→ Auszug

┌──

Von Menschen und Zeiten

Kurzgefasst:

Für die letzte Party ihres Lebens steht Elsa vor dem Soho House in der Torstraße 1, das voller Erinnerungen für sie ist. Hier kam sie vor achtzig Jahren zur Welt, als das Kaufhaus Jonass 1929 glanzvoll eröffnete. Zur selben Stunde wurde Bernhard geboren, dessen Vater das Haus mit gebaut hat. Zwischen den beiden Kindern und ihren Familien knüpft sich ein enges Band. Sie alle müssen erleben, wie die Zentrale der Hitlerjugend in das Kaufhaus einzieht und die jüdischen Besitzer aus Deutschland vertrieben werden. Nach dem Krieg wird das Gebäude zum Institut für Marxismus-Leninismus der SED, wo Bernhard zu arbeiten beginnt. Krieg und Mauer trennen die Familien - doch Elsa und Bernhard bleiben einander nahe.

└──

→ Datensätze

┌──

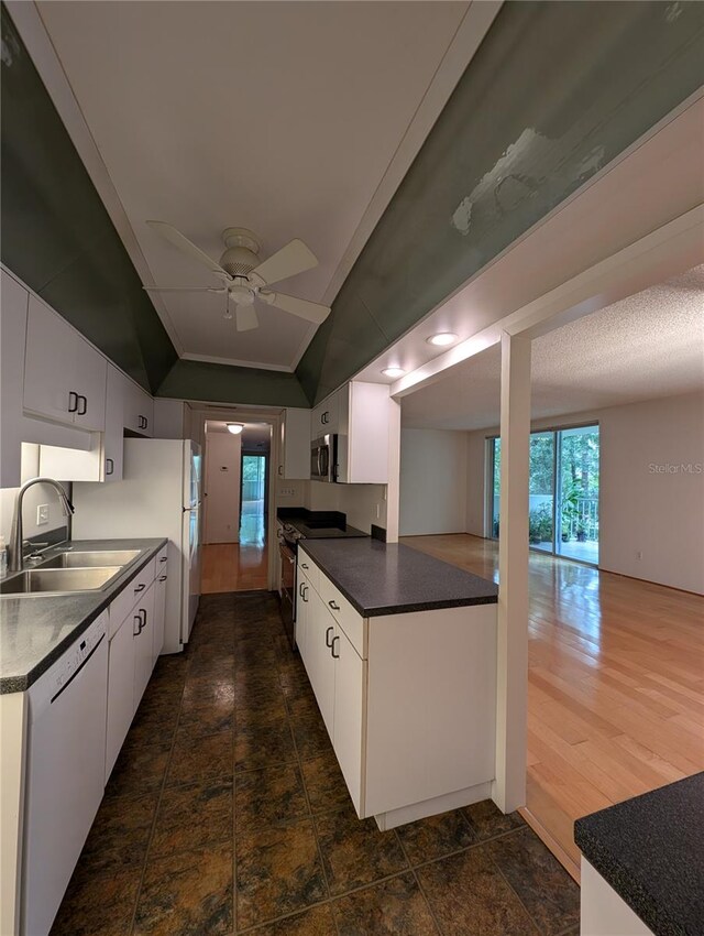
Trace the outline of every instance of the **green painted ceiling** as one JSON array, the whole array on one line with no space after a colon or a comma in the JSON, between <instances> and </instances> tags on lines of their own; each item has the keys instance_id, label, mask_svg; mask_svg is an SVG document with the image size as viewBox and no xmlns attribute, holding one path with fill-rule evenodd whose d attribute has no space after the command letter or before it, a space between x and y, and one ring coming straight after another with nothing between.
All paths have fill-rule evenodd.
<instances>
[{"instance_id":1,"label":"green painted ceiling","mask_svg":"<svg viewBox=\"0 0 704 936\"><path fill-rule=\"evenodd\" d=\"M506 2L287 374L177 360L2 7L2 261L160 395L306 405L702 85L704 3Z\"/></svg>"},{"instance_id":2,"label":"green painted ceiling","mask_svg":"<svg viewBox=\"0 0 704 936\"><path fill-rule=\"evenodd\" d=\"M506 2L304 356L320 400L704 81L704 3Z\"/></svg>"}]
</instances>

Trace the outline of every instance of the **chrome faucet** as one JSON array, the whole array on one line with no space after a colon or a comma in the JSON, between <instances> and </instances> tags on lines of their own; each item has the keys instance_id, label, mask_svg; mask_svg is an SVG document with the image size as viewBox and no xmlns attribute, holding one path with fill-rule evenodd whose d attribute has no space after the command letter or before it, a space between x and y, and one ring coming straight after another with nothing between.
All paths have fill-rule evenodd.
<instances>
[{"instance_id":1,"label":"chrome faucet","mask_svg":"<svg viewBox=\"0 0 704 936\"><path fill-rule=\"evenodd\" d=\"M10 533L10 543L8 545L8 572L22 572L22 567L24 565L24 556L22 555L22 545L24 543L22 531L22 502L24 500L25 491L34 485L50 485L58 494L66 516L70 516L70 514L74 513L74 505L68 500L66 491L62 488L58 481L55 481L53 478L32 478L31 480L25 481L18 491L18 496L14 501L12 532Z\"/></svg>"}]
</instances>

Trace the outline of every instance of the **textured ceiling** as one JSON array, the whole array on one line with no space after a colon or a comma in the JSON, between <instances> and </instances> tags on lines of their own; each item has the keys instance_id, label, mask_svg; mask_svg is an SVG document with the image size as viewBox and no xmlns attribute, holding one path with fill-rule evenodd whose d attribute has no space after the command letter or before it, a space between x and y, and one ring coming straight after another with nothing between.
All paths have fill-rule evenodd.
<instances>
[{"instance_id":1,"label":"textured ceiling","mask_svg":"<svg viewBox=\"0 0 704 936\"><path fill-rule=\"evenodd\" d=\"M704 389L704 265L532 342L534 418ZM501 348L494 346L404 398L405 426L498 425Z\"/></svg>"},{"instance_id":2,"label":"textured ceiling","mask_svg":"<svg viewBox=\"0 0 704 936\"><path fill-rule=\"evenodd\" d=\"M302 238L320 265L280 291L328 301L469 4L37 7L152 282L213 277L148 218L216 259L223 228L241 226L262 259ZM315 331L262 304L261 327L237 333L208 294L163 294L158 307L180 356L197 360L293 370Z\"/></svg>"}]
</instances>

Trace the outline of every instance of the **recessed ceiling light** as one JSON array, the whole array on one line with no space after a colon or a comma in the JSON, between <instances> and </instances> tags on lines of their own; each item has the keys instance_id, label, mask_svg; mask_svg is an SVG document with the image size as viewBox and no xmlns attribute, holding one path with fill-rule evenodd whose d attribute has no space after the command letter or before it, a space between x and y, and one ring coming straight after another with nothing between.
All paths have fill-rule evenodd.
<instances>
[{"instance_id":1,"label":"recessed ceiling light","mask_svg":"<svg viewBox=\"0 0 704 936\"><path fill-rule=\"evenodd\" d=\"M454 331L439 331L437 335L431 335L430 338L426 338L426 341L429 345L436 345L442 348L444 345L452 345L458 340L458 336Z\"/></svg>"}]
</instances>

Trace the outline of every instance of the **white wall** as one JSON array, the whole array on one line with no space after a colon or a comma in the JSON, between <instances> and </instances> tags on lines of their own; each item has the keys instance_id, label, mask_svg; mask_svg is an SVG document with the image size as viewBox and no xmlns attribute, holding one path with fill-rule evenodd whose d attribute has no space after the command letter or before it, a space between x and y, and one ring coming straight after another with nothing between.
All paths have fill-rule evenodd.
<instances>
[{"instance_id":1,"label":"white wall","mask_svg":"<svg viewBox=\"0 0 704 936\"><path fill-rule=\"evenodd\" d=\"M402 429L402 536L464 533L469 433Z\"/></svg>"},{"instance_id":2,"label":"white wall","mask_svg":"<svg viewBox=\"0 0 704 936\"><path fill-rule=\"evenodd\" d=\"M704 394L568 414L534 428L592 421L601 435L600 568L704 594ZM479 536L484 439L495 433L470 433L468 443L466 530Z\"/></svg>"},{"instance_id":3,"label":"white wall","mask_svg":"<svg viewBox=\"0 0 704 936\"><path fill-rule=\"evenodd\" d=\"M232 433L208 433L206 451L206 543L240 540L240 456L242 442Z\"/></svg>"}]
</instances>

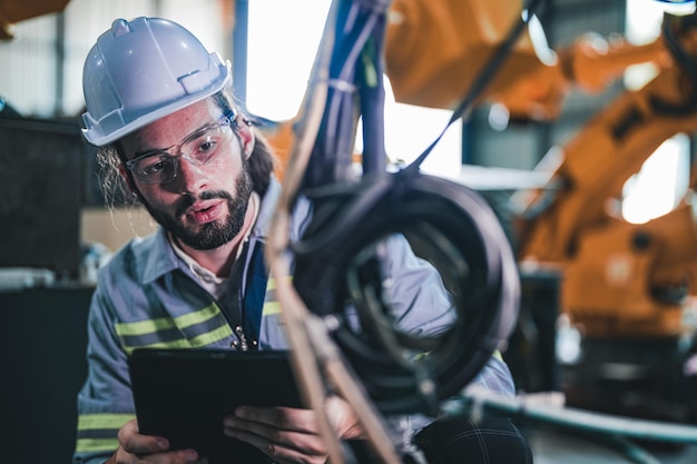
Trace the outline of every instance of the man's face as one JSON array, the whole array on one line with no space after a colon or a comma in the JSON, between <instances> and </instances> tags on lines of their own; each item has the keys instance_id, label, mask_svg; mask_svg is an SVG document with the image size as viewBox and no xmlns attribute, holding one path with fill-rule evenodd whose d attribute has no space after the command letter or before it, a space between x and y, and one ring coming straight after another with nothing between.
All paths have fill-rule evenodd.
<instances>
[{"instance_id":1,"label":"man's face","mask_svg":"<svg viewBox=\"0 0 697 464\"><path fill-rule=\"evenodd\" d=\"M134 159L151 150L177 146L222 116L220 108L204 100L125 137L121 147L126 157ZM253 187L247 169L253 137L245 125L240 127L229 144L220 147L219 154L206 164L197 166L179 158L171 181L147 184L132 176L134 188L153 218L192 248L205 250L225 245L239 234L244 224Z\"/></svg>"}]
</instances>

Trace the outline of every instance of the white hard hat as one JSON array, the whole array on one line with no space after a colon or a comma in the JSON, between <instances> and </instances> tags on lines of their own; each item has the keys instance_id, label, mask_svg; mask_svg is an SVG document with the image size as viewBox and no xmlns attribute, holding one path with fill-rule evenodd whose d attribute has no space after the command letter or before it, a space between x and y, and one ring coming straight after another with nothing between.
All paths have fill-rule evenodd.
<instances>
[{"instance_id":1,"label":"white hard hat","mask_svg":"<svg viewBox=\"0 0 697 464\"><path fill-rule=\"evenodd\" d=\"M176 22L117 19L85 61L82 134L107 145L230 83L229 62Z\"/></svg>"}]
</instances>

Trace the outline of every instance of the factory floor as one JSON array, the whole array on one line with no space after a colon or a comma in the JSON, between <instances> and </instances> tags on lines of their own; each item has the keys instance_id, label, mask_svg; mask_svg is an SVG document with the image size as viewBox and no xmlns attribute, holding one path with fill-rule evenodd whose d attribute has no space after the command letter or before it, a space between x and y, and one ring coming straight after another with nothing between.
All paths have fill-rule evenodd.
<instances>
[{"instance_id":1,"label":"factory floor","mask_svg":"<svg viewBox=\"0 0 697 464\"><path fill-rule=\"evenodd\" d=\"M549 426L522 428L534 464L695 464L697 445L649 444L632 447L635 457L601 440ZM637 451L638 450L638 451Z\"/></svg>"}]
</instances>

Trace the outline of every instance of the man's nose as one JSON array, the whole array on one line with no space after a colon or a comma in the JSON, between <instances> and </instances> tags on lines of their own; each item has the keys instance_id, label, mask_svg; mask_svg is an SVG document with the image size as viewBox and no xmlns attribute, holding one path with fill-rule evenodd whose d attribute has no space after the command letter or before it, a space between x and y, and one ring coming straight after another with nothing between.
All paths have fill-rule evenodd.
<instances>
[{"instance_id":1,"label":"man's nose","mask_svg":"<svg viewBox=\"0 0 697 464\"><path fill-rule=\"evenodd\" d=\"M196 194L205 189L208 185L208 175L198 166L192 162L187 157L180 156L177 162L177 187L180 194Z\"/></svg>"}]
</instances>

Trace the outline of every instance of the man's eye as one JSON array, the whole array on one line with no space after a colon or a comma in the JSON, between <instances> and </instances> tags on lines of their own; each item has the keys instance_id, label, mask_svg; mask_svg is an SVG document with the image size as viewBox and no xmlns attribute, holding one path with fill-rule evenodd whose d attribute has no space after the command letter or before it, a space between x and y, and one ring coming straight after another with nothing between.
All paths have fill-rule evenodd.
<instances>
[{"instance_id":1,"label":"man's eye","mask_svg":"<svg viewBox=\"0 0 697 464\"><path fill-rule=\"evenodd\" d=\"M155 176L157 172L167 169L167 166L170 164L169 160L166 159L153 159L146 162L143 162L140 167L140 171L146 176Z\"/></svg>"},{"instance_id":2,"label":"man's eye","mask_svg":"<svg viewBox=\"0 0 697 464\"><path fill-rule=\"evenodd\" d=\"M215 150L216 146L217 146L217 140L215 140L213 137L206 137L197 141L196 152L202 154L202 155L210 154L213 150Z\"/></svg>"}]
</instances>

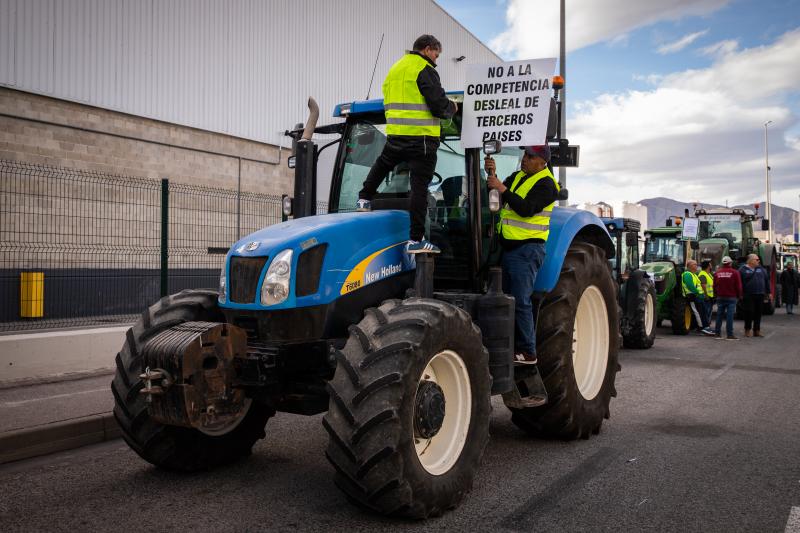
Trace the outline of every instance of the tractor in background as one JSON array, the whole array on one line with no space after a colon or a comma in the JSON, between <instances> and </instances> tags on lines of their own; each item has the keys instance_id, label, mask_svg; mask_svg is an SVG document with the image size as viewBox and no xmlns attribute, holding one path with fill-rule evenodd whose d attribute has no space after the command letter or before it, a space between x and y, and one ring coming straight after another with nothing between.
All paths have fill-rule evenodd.
<instances>
[{"instance_id":1,"label":"tractor in background","mask_svg":"<svg viewBox=\"0 0 800 533\"><path fill-rule=\"evenodd\" d=\"M463 102L461 93L449 97ZM553 123L554 102L548 139L558 165L569 146ZM443 121L429 187L428 235L442 250L434 262L405 253L407 169L389 174L372 212L355 212L386 142L382 100L340 104L334 116L344 120L320 127L309 106L306 127L289 132L295 194L284 213L294 218L234 243L218 290L162 298L128 331L112 383L128 445L162 468L208 469L247 456L277 411L325 413L325 453L347 498L425 518L458 506L472 487L493 395L531 436L598 433L620 369L608 268L615 247L603 222L552 212L534 287L547 399L526 406L533 376L513 362L499 205L490 205L480 150L461 144L460 109ZM326 215L316 215L314 134L338 135L326 145L338 150ZM521 151L493 157L504 176L519 168Z\"/></svg>"},{"instance_id":2,"label":"tractor in background","mask_svg":"<svg viewBox=\"0 0 800 533\"><path fill-rule=\"evenodd\" d=\"M681 240L683 227L679 217L670 217L667 225L645 231L642 270L653 278L656 291L656 324L669 320L672 333L687 335L692 329L692 310L683 297L681 275L692 257L697 241Z\"/></svg>"},{"instance_id":3,"label":"tractor in background","mask_svg":"<svg viewBox=\"0 0 800 533\"><path fill-rule=\"evenodd\" d=\"M770 294L764 295L763 313L775 312L778 283L778 251L774 244L761 242L753 234L753 223L761 221L761 229L769 229L769 221L756 211L740 208L695 209L699 221L698 261L711 260L713 268L719 266L724 256L733 259L734 268L739 268L749 254L758 255L769 272Z\"/></svg>"},{"instance_id":4,"label":"tractor in background","mask_svg":"<svg viewBox=\"0 0 800 533\"><path fill-rule=\"evenodd\" d=\"M620 333L625 348L650 348L656 338L657 294L653 278L639 265L641 223L631 218L601 219L614 239L611 259L619 285Z\"/></svg>"}]
</instances>

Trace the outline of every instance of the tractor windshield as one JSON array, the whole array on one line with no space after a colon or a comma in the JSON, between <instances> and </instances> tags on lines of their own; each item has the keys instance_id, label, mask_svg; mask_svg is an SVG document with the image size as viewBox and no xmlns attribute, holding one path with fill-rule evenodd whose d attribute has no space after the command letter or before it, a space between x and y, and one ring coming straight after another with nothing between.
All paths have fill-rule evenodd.
<instances>
[{"instance_id":1,"label":"tractor windshield","mask_svg":"<svg viewBox=\"0 0 800 533\"><path fill-rule=\"evenodd\" d=\"M332 189L332 207L338 212L355 211L358 191L361 190L370 168L381 154L386 144L386 125L383 116L375 116L376 121L363 120L351 122L343 139L343 150L338 174L338 191ZM353 121L353 118L350 119ZM447 129L443 129L448 133ZM494 157L497 175L504 179L519 169L522 152L518 148L504 149ZM439 145L436 170L428 186L428 212L425 233L442 253L436 259L437 277L466 279L469 276L468 254L470 250L468 169L465 150L460 135L450 131ZM488 192L485 186L486 175L481 171L479 179L484 185L481 205L485 213L483 220L491 220L488 211ZM405 209L409 196L408 167L400 164L395 167L378 187L373 200L374 209Z\"/></svg>"},{"instance_id":2,"label":"tractor windshield","mask_svg":"<svg viewBox=\"0 0 800 533\"><path fill-rule=\"evenodd\" d=\"M700 240L725 239L728 250L739 250L742 244L742 223L738 215L700 217Z\"/></svg>"},{"instance_id":3,"label":"tractor windshield","mask_svg":"<svg viewBox=\"0 0 800 533\"><path fill-rule=\"evenodd\" d=\"M676 235L654 235L647 238L645 259L652 261L673 261L683 264L685 243Z\"/></svg>"}]
</instances>

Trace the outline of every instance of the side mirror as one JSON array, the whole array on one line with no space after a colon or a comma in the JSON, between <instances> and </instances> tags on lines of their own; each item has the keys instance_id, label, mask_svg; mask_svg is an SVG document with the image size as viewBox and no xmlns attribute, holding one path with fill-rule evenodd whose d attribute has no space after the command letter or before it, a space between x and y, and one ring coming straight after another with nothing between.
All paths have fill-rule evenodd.
<instances>
[{"instance_id":1,"label":"side mirror","mask_svg":"<svg viewBox=\"0 0 800 533\"><path fill-rule=\"evenodd\" d=\"M486 155L499 154L503 150L503 144L500 141L484 141L483 153Z\"/></svg>"}]
</instances>

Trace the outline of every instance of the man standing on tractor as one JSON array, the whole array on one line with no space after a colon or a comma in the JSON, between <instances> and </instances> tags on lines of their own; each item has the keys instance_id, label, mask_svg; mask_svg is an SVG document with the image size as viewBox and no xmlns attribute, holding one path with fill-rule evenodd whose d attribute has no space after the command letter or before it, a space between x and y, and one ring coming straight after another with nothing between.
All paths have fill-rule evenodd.
<instances>
[{"instance_id":1,"label":"man standing on tractor","mask_svg":"<svg viewBox=\"0 0 800 533\"><path fill-rule=\"evenodd\" d=\"M733 260L727 255L722 258L722 265L714 274L717 286L717 326L714 337L722 338L722 320L725 319L725 333L729 341L738 341L733 334L733 315L736 314L736 301L742 297L742 277L731 265Z\"/></svg>"},{"instance_id":2,"label":"man standing on tractor","mask_svg":"<svg viewBox=\"0 0 800 533\"><path fill-rule=\"evenodd\" d=\"M697 277L697 261L694 259L689 259L686 263L686 271L681 276L681 290L694 315L697 332L713 335L714 332L709 327L705 313L700 313L698 310L698 304L702 309L705 309L703 307L705 293L703 292L703 286L700 284L700 278Z\"/></svg>"},{"instance_id":3,"label":"man standing on tractor","mask_svg":"<svg viewBox=\"0 0 800 533\"><path fill-rule=\"evenodd\" d=\"M769 294L769 273L759 265L760 259L756 254L747 256L747 263L739 267L744 289L744 336L763 337L761 334L761 308L764 305L764 295ZM751 331L752 328L752 331Z\"/></svg>"},{"instance_id":4,"label":"man standing on tractor","mask_svg":"<svg viewBox=\"0 0 800 533\"><path fill-rule=\"evenodd\" d=\"M697 277L700 278L700 285L703 287L703 294L705 298L701 303L705 324L711 327L711 311L714 307L714 273L711 271L711 260L704 259L700 263L700 272Z\"/></svg>"},{"instance_id":5,"label":"man standing on tractor","mask_svg":"<svg viewBox=\"0 0 800 533\"><path fill-rule=\"evenodd\" d=\"M485 160L490 189L500 192L503 208L497 232L503 247L503 291L515 302L514 360L535 365L536 331L531 295L536 274L544 261L550 234L550 214L558 199L559 186L548 167L550 147L527 146L520 170L500 181L495 162Z\"/></svg>"},{"instance_id":6,"label":"man standing on tractor","mask_svg":"<svg viewBox=\"0 0 800 533\"><path fill-rule=\"evenodd\" d=\"M383 81L386 145L372 165L356 204L358 211L371 211L372 198L386 175L398 163L407 163L411 228L406 251L411 254L440 251L425 239L428 185L436 168L441 135L439 119L452 117L458 109L455 102L447 99L436 72L436 59L441 52L442 43L436 37L422 35L414 41L414 50L389 69Z\"/></svg>"}]
</instances>

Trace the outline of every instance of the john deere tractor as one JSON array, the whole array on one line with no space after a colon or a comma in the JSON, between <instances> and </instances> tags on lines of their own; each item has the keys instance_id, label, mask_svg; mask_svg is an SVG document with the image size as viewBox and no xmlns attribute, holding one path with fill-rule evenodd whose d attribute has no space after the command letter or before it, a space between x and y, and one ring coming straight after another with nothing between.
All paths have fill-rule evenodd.
<instances>
[{"instance_id":1,"label":"john deere tractor","mask_svg":"<svg viewBox=\"0 0 800 533\"><path fill-rule=\"evenodd\" d=\"M656 338L657 294L653 278L639 268L639 230L631 218L602 218L614 239L611 260L619 284L620 332L626 348L650 348Z\"/></svg>"},{"instance_id":2,"label":"john deere tractor","mask_svg":"<svg viewBox=\"0 0 800 533\"><path fill-rule=\"evenodd\" d=\"M656 291L657 323L669 320L672 333L687 335L692 329L692 310L681 290L681 275L693 246L681 240L680 219L671 217L668 226L645 231L645 251L642 270L652 276Z\"/></svg>"},{"instance_id":3,"label":"john deere tractor","mask_svg":"<svg viewBox=\"0 0 800 533\"><path fill-rule=\"evenodd\" d=\"M699 219L699 257L711 260L716 268L727 255L738 268L747 261L749 254L758 255L761 266L770 276L770 294L764 295L763 312L771 315L775 313L777 295L778 251L774 244L761 242L753 235L755 221L761 221L762 230L769 228L769 221L760 217L757 210L758 205L756 211L727 207L695 210Z\"/></svg>"},{"instance_id":4,"label":"john deere tractor","mask_svg":"<svg viewBox=\"0 0 800 533\"><path fill-rule=\"evenodd\" d=\"M499 206L490 208L480 150L460 142L460 115L443 123L429 187L428 235L442 250L434 262L404 250L407 169L390 173L372 212L355 212L386 142L383 102L340 104L344 121L321 127L311 107L306 127L290 132L296 183L285 212L294 218L233 244L218 290L162 298L128 331L112 390L129 446L162 468L207 469L247 456L276 411L325 413L325 453L348 499L421 518L470 490L493 395L529 435L598 433L619 370L615 250L602 221L553 210L534 287L548 396L531 406L535 374L513 362L514 300L496 266ZM569 147L556 131L551 121L559 164ZM338 135L326 215L315 214L314 133ZM518 169L520 154L494 154L498 175Z\"/></svg>"}]
</instances>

└──

→ Aufgaben
1) Prüfe anhand des Auszugs, ob diese Aussagen zutreffen, und antworte jeweils mit Ja oder Nein samt der entscheidenden Worte im Wortlaut: (a) Elsa kam zur Welt, als das Kaufhaus Jonass eröffnete. (b) Bernhards Mutter hat das Haus mit gebaut. (c) Nach dem Krieg beginnt Elsa im Institut für Marxismus-Leninismus zu arbeiten.
2) Wessen Zentrale zieht laut dem Auszug in das Kaufhaus ein?
Die Datensätze haben keinen Bezug zum Auszug.

→ Lösungen
1)
(a) Ja: „Hier kam sie vor achtzig Jahren zur Welt, als das Kaufhaus Jonass 1929 glanzvoll eröffnete.“
(b) Nein: „dessen Vater das Haus mit gebaut hat“
(c) Nein: „wo Bernhard zu arbeiten beginnt“

2) Die Zentrale der Hitlerjugend.